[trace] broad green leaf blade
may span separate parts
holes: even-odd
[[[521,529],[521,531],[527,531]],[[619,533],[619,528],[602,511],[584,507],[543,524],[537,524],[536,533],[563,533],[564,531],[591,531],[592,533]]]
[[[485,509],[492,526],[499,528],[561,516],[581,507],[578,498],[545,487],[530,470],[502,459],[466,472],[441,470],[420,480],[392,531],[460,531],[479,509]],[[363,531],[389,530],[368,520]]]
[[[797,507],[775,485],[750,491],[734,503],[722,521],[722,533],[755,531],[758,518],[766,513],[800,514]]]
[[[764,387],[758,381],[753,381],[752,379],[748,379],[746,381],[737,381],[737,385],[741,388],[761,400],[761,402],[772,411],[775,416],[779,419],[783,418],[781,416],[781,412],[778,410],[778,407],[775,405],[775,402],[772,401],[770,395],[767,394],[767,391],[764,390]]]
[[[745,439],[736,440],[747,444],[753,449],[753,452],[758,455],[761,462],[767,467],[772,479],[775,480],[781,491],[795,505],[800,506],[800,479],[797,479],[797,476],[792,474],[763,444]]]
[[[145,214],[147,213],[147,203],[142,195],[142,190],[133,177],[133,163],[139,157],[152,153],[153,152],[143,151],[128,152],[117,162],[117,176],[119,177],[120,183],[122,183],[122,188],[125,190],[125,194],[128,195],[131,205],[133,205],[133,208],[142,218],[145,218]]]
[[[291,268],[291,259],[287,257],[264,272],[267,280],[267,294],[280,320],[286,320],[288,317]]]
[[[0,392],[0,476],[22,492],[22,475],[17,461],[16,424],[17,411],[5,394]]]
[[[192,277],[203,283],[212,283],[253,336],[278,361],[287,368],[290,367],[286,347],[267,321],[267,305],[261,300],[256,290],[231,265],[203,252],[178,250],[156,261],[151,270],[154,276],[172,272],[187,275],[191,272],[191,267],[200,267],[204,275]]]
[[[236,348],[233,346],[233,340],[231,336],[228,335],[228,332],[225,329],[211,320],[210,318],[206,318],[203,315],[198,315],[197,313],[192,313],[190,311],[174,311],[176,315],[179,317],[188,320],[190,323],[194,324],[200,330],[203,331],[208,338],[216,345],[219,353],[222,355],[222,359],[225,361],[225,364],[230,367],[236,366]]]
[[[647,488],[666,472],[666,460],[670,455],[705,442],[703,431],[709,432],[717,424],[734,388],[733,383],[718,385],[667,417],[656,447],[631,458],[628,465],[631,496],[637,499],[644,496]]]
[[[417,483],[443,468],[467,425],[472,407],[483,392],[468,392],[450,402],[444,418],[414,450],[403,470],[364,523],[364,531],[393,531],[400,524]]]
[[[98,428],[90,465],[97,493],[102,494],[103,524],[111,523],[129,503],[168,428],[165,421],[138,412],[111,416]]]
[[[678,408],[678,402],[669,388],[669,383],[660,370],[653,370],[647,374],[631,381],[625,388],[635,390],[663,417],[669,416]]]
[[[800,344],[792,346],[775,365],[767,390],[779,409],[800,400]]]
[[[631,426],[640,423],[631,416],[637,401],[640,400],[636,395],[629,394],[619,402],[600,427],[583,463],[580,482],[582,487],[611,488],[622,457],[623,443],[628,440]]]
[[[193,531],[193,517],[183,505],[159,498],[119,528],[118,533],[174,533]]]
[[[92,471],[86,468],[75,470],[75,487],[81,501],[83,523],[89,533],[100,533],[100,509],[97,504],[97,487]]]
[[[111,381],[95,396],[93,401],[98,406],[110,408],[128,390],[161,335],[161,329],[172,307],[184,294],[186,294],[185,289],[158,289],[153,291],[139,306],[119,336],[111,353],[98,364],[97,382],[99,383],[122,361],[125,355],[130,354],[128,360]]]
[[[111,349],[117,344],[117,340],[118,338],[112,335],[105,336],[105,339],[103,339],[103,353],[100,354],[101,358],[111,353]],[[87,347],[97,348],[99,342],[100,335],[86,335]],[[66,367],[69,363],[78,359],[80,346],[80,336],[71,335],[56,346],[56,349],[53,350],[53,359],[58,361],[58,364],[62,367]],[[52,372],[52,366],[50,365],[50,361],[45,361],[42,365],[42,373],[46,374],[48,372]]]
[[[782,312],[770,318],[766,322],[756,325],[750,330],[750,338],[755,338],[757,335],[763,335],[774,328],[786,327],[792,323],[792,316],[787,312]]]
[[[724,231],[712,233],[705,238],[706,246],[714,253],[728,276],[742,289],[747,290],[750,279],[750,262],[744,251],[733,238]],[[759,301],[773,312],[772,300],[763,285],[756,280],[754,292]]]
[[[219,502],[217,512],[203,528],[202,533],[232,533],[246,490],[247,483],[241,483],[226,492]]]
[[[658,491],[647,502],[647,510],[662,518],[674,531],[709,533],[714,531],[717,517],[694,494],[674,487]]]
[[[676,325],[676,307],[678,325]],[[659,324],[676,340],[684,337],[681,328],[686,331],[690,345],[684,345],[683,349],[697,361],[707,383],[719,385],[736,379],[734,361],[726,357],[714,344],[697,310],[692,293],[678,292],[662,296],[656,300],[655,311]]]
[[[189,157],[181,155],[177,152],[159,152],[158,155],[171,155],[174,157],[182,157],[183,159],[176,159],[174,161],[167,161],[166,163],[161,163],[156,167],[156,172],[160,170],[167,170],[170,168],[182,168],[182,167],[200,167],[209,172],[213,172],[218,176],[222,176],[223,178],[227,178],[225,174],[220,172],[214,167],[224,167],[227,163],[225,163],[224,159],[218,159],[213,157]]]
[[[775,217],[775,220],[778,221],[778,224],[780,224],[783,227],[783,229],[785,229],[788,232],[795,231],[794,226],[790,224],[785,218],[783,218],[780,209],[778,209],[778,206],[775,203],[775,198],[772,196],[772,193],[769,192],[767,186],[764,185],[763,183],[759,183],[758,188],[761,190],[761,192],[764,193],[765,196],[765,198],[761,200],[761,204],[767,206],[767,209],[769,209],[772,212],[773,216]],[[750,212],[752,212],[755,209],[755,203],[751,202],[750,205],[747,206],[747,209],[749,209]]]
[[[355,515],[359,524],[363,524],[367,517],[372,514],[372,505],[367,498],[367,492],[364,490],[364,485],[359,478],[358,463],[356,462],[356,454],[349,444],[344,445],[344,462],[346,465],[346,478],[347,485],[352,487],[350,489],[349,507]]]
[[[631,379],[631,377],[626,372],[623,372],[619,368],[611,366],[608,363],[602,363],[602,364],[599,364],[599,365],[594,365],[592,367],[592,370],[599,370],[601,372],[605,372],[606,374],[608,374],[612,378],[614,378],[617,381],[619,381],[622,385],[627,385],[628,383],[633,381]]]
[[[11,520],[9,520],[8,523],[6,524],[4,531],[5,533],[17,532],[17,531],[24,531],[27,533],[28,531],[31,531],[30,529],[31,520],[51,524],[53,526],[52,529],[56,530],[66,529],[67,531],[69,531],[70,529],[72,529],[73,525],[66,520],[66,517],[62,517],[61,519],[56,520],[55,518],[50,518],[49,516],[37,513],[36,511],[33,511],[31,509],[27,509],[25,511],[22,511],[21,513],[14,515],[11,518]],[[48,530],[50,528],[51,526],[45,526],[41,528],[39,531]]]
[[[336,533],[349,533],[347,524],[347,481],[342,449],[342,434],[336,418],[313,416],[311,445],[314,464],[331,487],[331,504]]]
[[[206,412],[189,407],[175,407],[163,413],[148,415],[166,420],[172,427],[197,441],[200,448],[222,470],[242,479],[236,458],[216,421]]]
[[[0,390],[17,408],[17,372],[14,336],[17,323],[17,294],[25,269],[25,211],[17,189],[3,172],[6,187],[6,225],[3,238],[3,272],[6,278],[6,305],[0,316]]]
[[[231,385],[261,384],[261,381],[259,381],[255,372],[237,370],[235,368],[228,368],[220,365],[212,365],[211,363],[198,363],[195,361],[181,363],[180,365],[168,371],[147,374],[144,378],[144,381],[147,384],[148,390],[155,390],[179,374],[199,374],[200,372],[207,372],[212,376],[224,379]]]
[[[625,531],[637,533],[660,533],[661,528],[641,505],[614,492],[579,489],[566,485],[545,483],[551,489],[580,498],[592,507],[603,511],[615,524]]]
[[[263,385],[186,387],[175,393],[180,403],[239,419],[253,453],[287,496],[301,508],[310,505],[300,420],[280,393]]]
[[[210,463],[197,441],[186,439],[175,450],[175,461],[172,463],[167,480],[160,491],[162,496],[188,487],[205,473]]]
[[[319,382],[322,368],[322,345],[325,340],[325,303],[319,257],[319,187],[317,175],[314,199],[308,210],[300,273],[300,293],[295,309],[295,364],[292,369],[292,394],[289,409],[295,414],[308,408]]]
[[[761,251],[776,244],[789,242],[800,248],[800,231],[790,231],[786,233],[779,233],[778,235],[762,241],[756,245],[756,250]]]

◇ ◇ ◇ ◇ ◇

# [Work to complete]
Repeat verbatim the opening run of entries, ending with the line that contains "may span separate parts".

# [Answer box]
[trace] broad green leaf blade
may span separate parts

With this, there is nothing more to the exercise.